### [Data records]
-=-=-=-=-

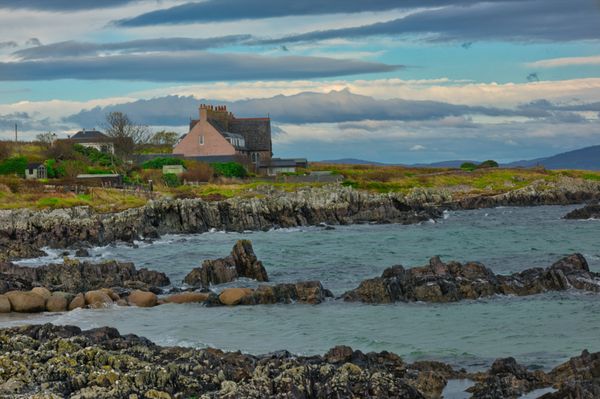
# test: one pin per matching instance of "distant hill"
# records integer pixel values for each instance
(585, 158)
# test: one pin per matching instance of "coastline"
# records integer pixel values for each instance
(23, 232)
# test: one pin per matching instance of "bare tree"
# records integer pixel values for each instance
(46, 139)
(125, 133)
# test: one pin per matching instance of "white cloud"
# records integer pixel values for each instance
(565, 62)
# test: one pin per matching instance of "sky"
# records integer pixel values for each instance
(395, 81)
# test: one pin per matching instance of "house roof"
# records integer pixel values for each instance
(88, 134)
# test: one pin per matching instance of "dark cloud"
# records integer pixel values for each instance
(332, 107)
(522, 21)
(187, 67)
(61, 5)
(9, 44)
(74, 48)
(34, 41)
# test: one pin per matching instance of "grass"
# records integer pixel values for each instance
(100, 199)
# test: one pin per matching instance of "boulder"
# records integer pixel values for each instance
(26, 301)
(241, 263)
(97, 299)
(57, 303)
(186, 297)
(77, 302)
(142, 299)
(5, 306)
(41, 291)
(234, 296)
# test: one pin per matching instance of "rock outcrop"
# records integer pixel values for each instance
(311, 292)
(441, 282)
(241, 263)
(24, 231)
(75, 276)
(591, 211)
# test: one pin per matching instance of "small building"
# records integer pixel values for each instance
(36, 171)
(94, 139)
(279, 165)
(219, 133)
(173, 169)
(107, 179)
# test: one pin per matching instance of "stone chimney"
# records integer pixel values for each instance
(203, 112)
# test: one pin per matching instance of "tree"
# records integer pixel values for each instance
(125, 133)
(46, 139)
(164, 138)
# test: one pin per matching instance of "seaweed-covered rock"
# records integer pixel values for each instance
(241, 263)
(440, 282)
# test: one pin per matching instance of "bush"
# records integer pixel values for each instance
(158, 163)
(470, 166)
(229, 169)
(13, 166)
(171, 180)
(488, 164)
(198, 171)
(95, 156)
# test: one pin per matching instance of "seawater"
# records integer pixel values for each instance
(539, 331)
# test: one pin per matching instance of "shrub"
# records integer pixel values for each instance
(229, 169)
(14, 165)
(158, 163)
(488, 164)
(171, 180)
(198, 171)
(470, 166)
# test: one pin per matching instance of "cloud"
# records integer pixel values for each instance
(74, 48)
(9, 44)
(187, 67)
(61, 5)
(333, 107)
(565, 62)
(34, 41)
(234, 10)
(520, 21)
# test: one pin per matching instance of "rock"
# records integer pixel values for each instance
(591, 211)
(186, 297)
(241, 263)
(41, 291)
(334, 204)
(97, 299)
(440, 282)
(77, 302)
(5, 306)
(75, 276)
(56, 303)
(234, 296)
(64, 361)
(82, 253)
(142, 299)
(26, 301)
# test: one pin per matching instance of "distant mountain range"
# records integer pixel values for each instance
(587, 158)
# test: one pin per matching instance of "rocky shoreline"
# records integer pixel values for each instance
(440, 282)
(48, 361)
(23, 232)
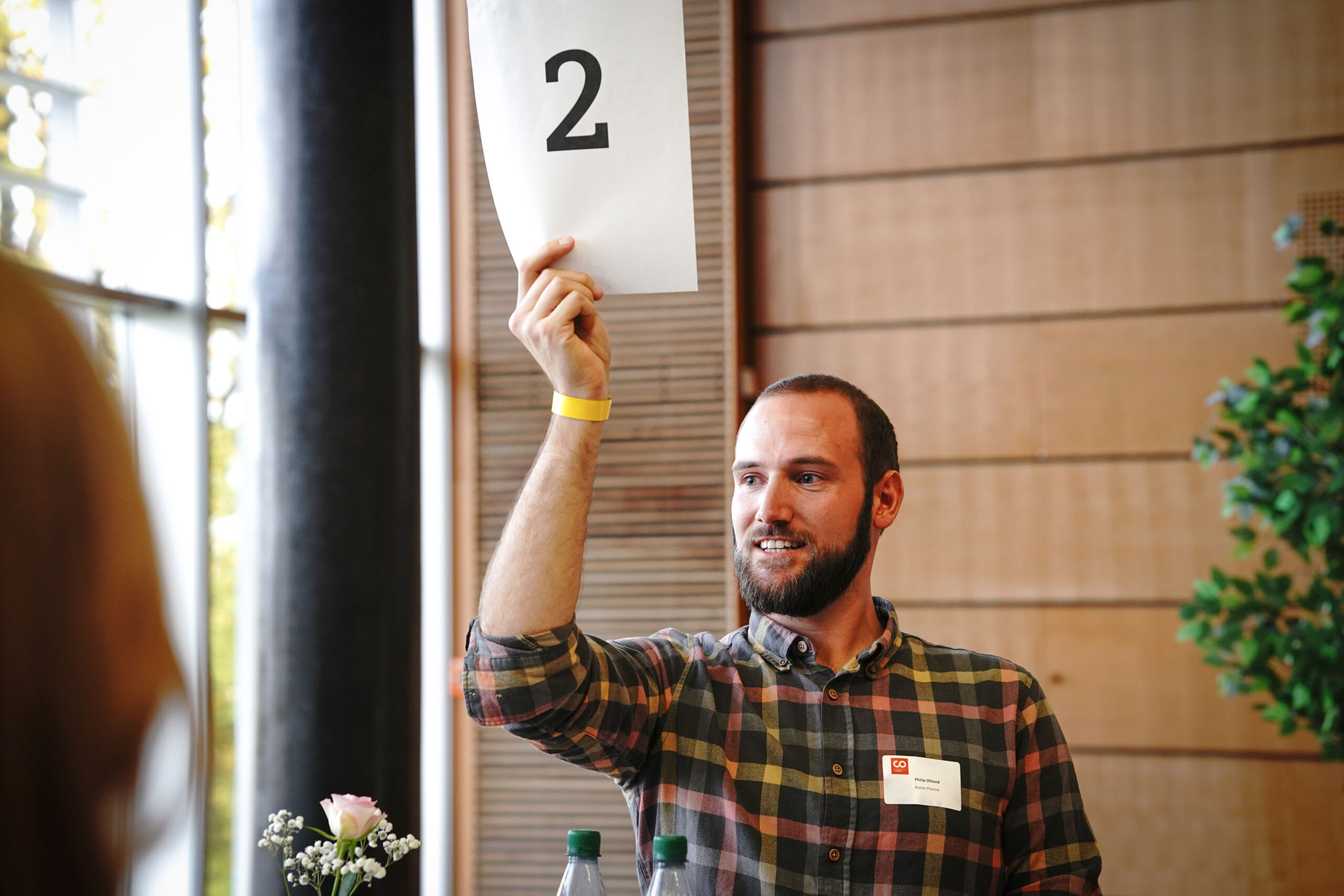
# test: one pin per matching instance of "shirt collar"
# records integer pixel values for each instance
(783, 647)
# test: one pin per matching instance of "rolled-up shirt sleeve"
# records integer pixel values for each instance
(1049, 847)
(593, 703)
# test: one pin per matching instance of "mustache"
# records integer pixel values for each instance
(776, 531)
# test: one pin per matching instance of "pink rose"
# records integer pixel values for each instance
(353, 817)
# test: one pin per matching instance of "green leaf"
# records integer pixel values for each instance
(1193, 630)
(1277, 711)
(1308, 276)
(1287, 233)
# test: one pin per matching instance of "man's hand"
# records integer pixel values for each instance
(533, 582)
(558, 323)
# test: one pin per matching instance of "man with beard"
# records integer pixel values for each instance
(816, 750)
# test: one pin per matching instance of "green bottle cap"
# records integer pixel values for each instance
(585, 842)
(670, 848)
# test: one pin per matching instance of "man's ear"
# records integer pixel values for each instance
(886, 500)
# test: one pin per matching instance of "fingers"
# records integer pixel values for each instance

-=-=-=-=-

### [Instructions for the task]
Collect the complete line wherever the string "cloud" appears in the records.

### [Response]
# test: one pin per matching instance of "white cloud"
# test: one pin per matching instance of "dark cloud"
# test: one pin per matching instance of "cloud"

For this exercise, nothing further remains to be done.